____ Information
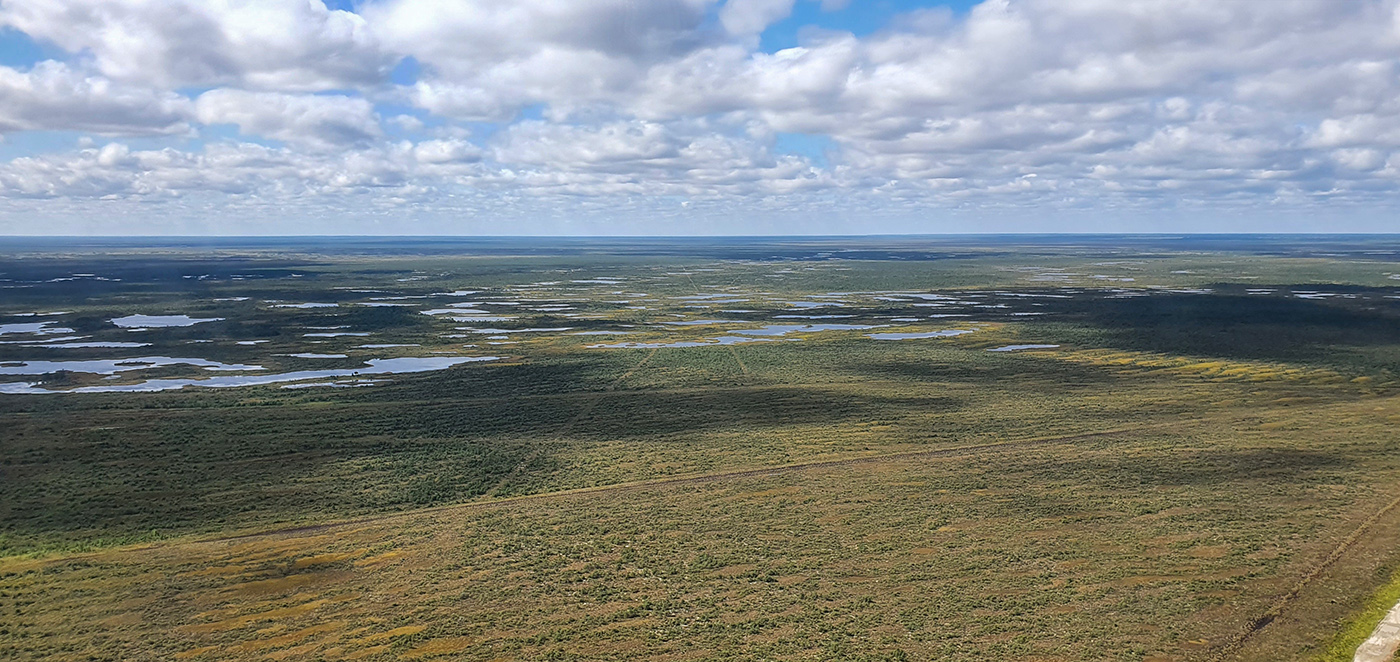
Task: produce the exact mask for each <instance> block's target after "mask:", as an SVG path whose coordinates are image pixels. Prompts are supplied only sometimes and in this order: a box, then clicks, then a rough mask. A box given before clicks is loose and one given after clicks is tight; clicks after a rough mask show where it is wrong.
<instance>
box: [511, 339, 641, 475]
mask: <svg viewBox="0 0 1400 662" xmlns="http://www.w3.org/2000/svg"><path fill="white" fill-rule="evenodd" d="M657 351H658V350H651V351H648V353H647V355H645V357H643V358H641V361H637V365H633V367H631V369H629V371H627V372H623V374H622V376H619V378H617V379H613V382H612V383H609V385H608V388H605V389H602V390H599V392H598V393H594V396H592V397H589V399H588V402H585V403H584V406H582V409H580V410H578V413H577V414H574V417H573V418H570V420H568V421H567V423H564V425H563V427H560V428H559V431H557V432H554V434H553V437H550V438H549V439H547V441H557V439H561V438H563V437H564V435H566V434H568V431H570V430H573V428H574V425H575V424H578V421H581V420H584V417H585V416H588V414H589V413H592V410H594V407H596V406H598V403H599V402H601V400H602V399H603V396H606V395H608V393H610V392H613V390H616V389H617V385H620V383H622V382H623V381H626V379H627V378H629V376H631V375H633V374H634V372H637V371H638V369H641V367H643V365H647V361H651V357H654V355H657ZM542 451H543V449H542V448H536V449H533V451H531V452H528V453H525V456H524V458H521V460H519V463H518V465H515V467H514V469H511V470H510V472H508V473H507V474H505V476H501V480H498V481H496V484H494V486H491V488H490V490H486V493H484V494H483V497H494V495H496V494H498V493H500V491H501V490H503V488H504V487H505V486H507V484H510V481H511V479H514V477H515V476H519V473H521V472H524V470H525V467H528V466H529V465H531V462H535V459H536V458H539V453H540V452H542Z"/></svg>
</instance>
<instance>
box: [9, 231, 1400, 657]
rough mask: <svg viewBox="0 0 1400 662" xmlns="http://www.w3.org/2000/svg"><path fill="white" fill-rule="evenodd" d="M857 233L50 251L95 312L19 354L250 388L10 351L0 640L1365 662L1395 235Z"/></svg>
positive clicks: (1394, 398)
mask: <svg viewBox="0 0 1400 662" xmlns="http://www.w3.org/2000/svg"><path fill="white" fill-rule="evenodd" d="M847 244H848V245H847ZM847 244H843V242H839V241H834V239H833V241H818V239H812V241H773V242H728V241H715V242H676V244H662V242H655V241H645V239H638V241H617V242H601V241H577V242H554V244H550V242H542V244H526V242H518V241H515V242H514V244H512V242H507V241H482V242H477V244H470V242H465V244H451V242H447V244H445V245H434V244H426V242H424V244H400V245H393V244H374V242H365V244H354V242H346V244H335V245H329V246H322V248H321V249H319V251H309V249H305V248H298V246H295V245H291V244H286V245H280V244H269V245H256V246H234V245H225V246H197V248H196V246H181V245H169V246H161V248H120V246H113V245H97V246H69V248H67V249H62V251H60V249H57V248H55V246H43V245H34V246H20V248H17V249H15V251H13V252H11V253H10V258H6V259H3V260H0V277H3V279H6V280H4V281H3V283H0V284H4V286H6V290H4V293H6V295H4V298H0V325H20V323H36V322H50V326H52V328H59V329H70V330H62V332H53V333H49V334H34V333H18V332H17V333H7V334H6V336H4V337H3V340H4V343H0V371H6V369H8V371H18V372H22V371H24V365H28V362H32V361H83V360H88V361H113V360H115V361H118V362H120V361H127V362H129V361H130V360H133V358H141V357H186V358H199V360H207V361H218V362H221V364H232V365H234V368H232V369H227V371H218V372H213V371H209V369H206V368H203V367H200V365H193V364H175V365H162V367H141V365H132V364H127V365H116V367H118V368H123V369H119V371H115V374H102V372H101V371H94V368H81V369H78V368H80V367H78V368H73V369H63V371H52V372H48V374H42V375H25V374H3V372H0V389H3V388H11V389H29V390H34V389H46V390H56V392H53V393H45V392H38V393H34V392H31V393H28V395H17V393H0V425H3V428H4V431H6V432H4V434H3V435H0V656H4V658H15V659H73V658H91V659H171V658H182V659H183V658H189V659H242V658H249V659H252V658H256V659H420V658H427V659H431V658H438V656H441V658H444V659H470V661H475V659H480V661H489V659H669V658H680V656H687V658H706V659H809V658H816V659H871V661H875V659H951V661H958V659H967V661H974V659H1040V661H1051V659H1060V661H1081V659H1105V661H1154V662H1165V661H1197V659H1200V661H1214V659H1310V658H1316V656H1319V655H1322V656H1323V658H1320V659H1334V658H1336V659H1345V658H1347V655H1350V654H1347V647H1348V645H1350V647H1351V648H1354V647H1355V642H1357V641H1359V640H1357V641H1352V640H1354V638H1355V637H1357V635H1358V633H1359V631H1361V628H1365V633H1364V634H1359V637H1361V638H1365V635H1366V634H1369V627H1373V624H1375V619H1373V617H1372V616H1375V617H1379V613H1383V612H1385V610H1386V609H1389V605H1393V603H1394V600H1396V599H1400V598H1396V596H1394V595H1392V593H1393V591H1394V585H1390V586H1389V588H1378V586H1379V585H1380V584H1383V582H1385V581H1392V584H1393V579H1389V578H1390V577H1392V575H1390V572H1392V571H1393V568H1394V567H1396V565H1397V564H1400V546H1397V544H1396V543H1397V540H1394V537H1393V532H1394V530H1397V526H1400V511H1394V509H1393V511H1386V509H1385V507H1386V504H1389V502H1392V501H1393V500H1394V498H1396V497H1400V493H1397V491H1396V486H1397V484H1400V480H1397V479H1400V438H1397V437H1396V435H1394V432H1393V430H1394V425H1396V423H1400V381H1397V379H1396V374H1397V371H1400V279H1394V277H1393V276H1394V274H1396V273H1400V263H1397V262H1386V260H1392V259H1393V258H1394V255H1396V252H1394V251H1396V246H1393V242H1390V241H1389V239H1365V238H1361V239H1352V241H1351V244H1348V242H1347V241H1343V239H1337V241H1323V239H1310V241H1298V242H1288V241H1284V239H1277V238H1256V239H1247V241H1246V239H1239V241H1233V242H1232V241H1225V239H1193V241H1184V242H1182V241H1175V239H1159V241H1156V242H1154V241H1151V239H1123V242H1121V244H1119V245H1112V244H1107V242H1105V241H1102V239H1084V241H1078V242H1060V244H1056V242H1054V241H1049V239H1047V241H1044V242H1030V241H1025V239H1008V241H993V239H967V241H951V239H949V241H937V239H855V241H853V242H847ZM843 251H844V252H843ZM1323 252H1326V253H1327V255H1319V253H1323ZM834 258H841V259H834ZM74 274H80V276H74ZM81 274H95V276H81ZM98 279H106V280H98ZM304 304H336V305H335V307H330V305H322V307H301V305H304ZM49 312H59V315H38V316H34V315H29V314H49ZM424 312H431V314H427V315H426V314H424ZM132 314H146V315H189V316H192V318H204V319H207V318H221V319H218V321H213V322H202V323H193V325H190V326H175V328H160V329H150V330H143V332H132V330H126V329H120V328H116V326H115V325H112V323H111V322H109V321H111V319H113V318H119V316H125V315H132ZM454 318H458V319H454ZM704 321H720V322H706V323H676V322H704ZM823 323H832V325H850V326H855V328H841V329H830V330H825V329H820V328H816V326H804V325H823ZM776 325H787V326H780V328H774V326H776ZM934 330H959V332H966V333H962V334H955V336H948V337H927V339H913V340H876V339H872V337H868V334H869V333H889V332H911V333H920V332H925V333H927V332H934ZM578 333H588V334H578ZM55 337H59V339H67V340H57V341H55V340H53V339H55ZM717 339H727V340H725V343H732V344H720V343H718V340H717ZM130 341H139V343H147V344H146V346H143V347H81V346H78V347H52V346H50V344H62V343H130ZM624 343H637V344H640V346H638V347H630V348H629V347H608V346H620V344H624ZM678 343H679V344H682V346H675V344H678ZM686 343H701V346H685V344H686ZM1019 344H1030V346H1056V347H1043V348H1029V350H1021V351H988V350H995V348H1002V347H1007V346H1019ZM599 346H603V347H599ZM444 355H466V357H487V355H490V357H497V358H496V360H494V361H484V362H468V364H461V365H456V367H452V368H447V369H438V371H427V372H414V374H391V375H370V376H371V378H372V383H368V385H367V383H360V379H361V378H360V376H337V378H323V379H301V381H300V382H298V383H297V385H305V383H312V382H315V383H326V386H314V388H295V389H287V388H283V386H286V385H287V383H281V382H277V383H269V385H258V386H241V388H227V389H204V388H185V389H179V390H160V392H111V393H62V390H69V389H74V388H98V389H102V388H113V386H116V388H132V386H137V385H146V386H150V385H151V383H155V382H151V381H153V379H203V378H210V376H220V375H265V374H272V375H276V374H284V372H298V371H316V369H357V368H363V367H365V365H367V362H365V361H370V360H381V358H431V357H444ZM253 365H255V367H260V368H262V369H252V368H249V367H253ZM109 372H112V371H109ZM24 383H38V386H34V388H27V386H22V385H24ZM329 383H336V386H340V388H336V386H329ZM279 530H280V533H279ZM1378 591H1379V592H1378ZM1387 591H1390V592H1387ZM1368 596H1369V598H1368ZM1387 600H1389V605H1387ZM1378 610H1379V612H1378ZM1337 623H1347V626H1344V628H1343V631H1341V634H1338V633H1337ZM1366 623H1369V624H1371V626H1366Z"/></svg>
________
Exercise goal:
Within the listing above, filter for lines holding the string "clicks" and copy each one.

Written reply:
Task: produce the exact mask for each <instance> block's target after "mask:", as an SVG path whose coordinates are image pixels. Prompts are supplied only sometimes and in this order: a box, then clicks, then a rough mask. A box given before clicks is loose and one given after clicks is tight; clicks after a rough mask show where it is wrong.
positive clicks: (1394, 398)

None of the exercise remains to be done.